+++ Input records

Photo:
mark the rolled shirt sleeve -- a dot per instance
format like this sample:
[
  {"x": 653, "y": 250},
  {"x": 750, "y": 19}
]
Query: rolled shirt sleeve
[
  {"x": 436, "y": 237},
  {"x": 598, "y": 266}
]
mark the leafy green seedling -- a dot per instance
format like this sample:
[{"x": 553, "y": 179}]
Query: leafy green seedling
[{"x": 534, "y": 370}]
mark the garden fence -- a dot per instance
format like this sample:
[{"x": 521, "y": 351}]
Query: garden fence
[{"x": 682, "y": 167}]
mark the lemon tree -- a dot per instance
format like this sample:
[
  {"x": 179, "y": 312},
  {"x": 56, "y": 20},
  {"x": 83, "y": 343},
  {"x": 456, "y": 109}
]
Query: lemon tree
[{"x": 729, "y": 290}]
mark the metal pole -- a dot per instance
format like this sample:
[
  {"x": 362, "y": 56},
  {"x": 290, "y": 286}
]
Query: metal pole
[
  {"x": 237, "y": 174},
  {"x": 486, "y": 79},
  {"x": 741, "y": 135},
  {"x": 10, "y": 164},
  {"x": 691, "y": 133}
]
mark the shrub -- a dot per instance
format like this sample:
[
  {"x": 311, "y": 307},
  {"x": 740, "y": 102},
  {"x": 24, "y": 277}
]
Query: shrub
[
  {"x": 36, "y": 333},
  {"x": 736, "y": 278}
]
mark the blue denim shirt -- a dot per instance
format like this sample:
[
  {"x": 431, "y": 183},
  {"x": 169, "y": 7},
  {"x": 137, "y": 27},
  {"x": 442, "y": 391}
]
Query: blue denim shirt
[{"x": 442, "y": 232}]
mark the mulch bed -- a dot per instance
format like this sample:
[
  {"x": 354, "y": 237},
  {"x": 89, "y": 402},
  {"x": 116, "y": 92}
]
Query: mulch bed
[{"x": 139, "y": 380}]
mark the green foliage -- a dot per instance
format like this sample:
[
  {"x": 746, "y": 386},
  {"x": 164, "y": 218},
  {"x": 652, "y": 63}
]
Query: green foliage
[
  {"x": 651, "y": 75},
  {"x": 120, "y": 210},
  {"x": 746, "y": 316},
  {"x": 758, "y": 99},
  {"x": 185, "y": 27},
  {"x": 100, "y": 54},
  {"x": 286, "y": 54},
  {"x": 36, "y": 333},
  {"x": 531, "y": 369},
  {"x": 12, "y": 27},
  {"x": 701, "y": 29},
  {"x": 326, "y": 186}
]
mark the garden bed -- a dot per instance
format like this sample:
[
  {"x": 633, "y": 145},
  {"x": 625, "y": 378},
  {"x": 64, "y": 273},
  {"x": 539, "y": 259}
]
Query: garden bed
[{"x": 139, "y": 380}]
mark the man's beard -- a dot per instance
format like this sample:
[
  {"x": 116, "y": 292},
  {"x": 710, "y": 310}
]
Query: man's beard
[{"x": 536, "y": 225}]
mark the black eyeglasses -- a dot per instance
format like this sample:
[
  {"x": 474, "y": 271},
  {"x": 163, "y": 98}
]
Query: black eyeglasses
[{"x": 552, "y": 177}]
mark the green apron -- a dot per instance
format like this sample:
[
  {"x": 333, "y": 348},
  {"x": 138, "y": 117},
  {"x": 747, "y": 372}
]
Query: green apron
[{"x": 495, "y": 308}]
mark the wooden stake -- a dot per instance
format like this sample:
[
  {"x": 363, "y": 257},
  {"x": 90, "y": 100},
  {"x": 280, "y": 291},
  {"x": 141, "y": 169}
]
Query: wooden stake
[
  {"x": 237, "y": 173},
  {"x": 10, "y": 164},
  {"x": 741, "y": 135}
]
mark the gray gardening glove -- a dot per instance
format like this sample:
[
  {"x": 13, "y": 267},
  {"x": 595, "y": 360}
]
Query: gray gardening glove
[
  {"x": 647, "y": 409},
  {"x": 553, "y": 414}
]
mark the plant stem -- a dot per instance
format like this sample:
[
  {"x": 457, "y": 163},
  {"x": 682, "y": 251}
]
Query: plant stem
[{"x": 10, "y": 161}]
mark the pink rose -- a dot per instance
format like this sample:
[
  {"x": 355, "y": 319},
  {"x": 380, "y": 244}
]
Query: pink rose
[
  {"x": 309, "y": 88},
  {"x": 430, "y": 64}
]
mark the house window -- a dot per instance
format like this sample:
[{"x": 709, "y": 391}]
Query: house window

++++++

Exercise aim:
Include both ends. Return the line holding "mark the garden bed -- a dot per instance" and all lines after it in the records above, exactly as written.

Final result:
mark the garden bed -- a dot per instance
format like this sample:
[
  {"x": 633, "y": 145},
  {"x": 625, "y": 378},
  {"x": 64, "y": 273},
  {"x": 539, "y": 259}
]
Query: garden bed
[{"x": 139, "y": 380}]
mark the man's beard -- a dot per instance
format like this sample:
[
  {"x": 116, "y": 292},
  {"x": 710, "y": 310}
]
Query: man's beard
[{"x": 536, "y": 225}]
mark the black eyeglasses -- a dot per instance
format like this sample:
[
  {"x": 474, "y": 271},
  {"x": 163, "y": 98}
]
Query: black eyeglasses
[{"x": 552, "y": 177}]
mark the green apron -- a dot per instance
format like this sample:
[
  {"x": 333, "y": 348},
  {"x": 138, "y": 117},
  {"x": 747, "y": 372}
]
Query: green apron
[{"x": 495, "y": 308}]
mark the wooden stake -- a dot per instance
format like this sample:
[
  {"x": 363, "y": 257},
  {"x": 90, "y": 100},
  {"x": 280, "y": 291},
  {"x": 141, "y": 169}
]
Query: wooden stake
[
  {"x": 237, "y": 173},
  {"x": 10, "y": 164},
  {"x": 741, "y": 135}
]
mark the gray gardening glove -- a dot per instance
format like this sample:
[
  {"x": 13, "y": 267},
  {"x": 595, "y": 360}
]
Query: gray gardening glove
[
  {"x": 647, "y": 409},
  {"x": 553, "y": 414}
]
mark the plant stem -- a dot per instance
format like this sample:
[
  {"x": 457, "y": 163},
  {"x": 682, "y": 251}
]
Query: plant stem
[{"x": 10, "y": 161}]
mark the pink rose -- a dot per instance
format like this sample:
[
  {"x": 355, "y": 319},
  {"x": 380, "y": 244}
]
Query: pink rose
[
  {"x": 309, "y": 88},
  {"x": 430, "y": 64}
]
mark the house window -- a dot per instance
format like this sample:
[{"x": 709, "y": 391}]
Query: house window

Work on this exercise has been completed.